What you will do -> Everything from the line containing "of the bare" down to the last line of the entries below must be transcribed exactly, and nothing else.
··· Rows
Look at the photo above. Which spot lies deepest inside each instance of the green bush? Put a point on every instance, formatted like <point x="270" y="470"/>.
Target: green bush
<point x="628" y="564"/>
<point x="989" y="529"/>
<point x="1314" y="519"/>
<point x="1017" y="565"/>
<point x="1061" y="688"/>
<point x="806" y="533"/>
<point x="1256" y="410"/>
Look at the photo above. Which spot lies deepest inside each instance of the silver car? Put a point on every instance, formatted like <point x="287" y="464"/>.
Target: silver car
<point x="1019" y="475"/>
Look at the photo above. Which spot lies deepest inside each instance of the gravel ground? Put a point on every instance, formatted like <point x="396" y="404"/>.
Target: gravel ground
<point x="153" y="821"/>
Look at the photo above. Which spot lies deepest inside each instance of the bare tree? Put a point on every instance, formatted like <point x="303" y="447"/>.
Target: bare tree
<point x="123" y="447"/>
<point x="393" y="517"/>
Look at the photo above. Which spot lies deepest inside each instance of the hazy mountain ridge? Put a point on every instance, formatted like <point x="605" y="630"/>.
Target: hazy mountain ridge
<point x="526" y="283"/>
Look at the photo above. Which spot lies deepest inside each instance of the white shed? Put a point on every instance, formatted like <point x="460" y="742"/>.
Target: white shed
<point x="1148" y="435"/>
······
Solution to this exercise ->
Look at the photo above. Which spot lies deepest inside each instance of the bare tree? Put a point on every instance, formatted like <point x="303" y="447"/>.
Target: bare tree
<point x="123" y="447"/>
<point x="393" y="517"/>
Look at the photo above. Which spot lies deepest inside each instance of the hazy mountain ridge? Put a point on every instance, formatted like <point x="605" y="630"/>.
Target: hazy mountain ridge
<point x="526" y="283"/>
Look at the photo above. Which spot lies deepest inside each instance of the white shed? Put a point on every instance, formatted like <point x="460" y="742"/>.
Target: white shed
<point x="1148" y="435"/>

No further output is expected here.